_Entries supplied_.
>> begin
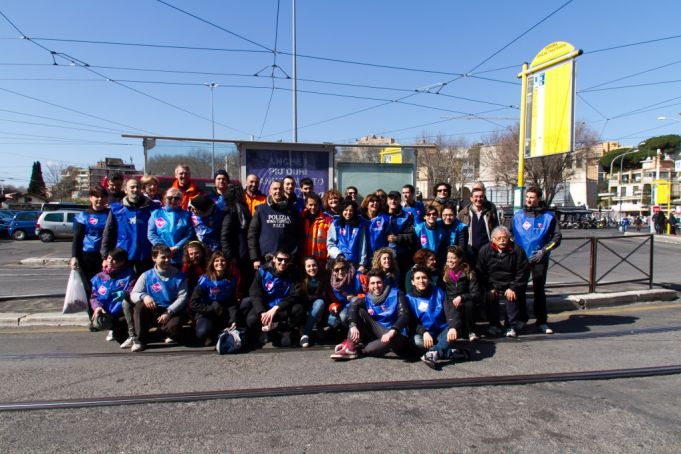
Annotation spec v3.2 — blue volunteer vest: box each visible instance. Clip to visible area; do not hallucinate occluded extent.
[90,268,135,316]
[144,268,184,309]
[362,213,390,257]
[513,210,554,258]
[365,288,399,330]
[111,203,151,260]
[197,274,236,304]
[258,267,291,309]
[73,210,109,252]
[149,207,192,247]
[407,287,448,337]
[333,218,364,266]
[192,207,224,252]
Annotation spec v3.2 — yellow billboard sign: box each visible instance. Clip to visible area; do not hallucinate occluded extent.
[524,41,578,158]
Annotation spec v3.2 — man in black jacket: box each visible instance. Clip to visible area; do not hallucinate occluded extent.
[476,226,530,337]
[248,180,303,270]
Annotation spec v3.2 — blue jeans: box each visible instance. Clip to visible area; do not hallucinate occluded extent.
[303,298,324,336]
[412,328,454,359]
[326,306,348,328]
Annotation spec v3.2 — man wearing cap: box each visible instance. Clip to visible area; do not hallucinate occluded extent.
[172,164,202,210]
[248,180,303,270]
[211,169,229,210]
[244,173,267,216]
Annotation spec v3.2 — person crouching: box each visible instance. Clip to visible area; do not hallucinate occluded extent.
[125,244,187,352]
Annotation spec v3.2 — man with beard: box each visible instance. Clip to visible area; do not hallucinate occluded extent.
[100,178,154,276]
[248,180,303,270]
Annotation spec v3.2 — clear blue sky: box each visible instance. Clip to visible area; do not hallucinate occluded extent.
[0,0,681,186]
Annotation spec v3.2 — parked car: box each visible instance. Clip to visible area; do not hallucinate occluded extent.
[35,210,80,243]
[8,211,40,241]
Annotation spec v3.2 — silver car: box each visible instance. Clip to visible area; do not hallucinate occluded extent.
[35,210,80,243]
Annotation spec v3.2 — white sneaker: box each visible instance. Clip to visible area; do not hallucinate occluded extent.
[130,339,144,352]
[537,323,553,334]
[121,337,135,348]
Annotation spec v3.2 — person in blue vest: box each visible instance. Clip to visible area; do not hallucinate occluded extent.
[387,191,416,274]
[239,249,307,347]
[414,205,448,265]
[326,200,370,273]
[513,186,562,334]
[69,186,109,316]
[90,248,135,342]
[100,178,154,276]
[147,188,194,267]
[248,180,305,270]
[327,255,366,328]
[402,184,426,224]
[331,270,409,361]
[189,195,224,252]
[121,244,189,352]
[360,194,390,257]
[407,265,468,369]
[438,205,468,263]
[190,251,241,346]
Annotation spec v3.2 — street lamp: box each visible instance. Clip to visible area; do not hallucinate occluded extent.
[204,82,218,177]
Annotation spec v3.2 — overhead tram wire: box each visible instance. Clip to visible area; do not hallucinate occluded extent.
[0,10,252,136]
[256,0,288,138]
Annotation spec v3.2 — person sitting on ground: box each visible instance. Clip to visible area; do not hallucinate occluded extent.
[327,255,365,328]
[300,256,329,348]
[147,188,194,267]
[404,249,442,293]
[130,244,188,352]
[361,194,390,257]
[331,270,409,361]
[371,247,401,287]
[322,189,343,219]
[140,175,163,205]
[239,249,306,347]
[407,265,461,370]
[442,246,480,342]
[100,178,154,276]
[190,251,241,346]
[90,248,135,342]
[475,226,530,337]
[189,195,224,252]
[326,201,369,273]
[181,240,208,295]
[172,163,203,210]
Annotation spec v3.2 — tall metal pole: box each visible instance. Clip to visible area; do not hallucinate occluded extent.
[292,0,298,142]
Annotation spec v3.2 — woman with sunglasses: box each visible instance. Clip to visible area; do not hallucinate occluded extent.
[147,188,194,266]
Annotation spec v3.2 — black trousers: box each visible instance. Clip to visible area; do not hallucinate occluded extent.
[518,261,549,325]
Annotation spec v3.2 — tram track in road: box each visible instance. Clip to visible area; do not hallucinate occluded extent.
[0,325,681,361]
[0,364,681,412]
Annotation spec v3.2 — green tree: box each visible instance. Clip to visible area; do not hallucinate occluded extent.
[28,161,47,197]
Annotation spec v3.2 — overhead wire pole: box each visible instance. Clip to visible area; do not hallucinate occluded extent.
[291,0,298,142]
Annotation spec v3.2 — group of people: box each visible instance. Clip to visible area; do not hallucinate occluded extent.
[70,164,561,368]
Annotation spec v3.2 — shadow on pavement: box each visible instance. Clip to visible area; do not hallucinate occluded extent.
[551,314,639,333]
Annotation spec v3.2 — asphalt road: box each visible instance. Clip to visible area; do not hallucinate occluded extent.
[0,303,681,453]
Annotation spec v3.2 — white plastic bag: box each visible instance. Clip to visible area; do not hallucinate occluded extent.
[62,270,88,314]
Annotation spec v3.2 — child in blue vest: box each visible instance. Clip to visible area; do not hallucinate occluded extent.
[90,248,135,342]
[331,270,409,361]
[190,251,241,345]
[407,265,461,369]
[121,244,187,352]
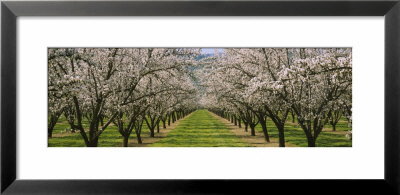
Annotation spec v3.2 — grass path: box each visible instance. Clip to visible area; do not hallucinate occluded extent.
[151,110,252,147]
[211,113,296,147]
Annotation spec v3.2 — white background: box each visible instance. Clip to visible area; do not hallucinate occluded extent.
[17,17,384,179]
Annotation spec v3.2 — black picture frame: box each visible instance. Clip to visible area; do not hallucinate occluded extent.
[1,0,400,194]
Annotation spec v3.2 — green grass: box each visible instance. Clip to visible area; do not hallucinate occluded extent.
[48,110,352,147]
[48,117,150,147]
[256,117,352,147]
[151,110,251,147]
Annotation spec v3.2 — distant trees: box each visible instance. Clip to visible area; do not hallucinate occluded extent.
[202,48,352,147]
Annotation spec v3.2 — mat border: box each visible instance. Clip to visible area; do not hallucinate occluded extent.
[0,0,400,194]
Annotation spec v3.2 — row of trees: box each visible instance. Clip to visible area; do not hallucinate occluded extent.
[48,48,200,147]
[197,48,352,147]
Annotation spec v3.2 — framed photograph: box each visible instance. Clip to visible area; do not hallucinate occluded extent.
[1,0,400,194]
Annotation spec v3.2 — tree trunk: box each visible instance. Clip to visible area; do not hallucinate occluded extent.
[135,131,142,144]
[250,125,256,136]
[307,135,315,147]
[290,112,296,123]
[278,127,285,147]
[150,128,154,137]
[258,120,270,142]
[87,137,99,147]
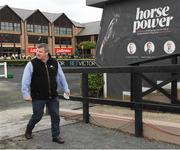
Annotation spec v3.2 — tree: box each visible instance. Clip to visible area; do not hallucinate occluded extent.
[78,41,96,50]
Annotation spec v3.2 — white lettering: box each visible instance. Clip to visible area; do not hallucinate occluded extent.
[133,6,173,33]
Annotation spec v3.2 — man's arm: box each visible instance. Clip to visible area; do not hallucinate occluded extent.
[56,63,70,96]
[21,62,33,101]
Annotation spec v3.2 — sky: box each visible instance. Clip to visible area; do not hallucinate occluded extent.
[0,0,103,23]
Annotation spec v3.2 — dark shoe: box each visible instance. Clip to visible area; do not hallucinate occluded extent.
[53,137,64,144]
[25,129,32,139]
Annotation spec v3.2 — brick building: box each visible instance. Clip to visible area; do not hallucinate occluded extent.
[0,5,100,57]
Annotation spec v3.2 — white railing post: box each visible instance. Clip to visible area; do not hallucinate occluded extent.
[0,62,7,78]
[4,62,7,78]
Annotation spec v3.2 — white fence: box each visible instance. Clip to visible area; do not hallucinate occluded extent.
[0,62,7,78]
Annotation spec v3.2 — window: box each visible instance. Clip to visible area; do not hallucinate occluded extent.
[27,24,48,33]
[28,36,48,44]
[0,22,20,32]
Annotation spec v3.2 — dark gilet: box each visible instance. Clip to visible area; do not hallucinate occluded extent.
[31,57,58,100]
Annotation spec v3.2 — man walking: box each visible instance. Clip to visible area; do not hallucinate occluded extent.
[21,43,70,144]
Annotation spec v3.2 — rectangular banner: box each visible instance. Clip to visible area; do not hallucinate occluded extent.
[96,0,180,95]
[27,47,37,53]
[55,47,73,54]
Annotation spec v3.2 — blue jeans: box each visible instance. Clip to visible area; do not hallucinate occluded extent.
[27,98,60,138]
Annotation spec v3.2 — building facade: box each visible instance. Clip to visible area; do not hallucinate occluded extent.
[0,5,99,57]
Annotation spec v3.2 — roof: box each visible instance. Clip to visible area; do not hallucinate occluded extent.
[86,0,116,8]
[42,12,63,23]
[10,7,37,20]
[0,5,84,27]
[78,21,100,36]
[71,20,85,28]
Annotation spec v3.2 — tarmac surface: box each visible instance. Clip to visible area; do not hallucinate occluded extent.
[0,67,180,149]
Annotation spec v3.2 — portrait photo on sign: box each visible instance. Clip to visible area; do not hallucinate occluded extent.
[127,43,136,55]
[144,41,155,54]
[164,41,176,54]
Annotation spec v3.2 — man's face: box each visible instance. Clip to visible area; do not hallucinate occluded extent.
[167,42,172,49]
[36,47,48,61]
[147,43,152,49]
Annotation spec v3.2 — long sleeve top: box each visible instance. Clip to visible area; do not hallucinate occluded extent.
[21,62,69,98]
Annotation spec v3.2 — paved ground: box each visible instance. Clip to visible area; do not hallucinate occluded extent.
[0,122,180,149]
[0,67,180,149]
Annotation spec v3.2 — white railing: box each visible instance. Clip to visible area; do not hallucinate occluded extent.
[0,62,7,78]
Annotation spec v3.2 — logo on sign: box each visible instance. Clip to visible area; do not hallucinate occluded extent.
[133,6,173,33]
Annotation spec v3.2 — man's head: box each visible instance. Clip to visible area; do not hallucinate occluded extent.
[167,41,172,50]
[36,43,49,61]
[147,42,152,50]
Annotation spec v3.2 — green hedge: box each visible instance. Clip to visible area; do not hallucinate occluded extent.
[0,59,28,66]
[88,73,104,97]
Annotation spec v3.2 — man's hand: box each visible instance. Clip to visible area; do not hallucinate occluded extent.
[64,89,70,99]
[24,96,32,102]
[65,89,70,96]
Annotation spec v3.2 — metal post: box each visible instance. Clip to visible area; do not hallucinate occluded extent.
>> end
_Short task_. Set down the entries above word for word. Begin at the line that contains "Annotation spec v3.2 — tree: box" and stop after the line that contains "[21,62,33,101]".

_Right answer_.
Annotation spec v3.2 — tree: box each visible instance. Clip to visible area; do not hallucinate occluded extent.
[78,41,96,50]
Annotation spec v3.2 — white lettering: box each visible instance. Clip to visible area; do not hallucinate occluded extent.
[133,6,173,33]
Annotation spec v3.2 — man's arm: box each visible instance. Clip to visible area; do not hallucinate occluded extent.
[56,63,70,96]
[21,62,33,101]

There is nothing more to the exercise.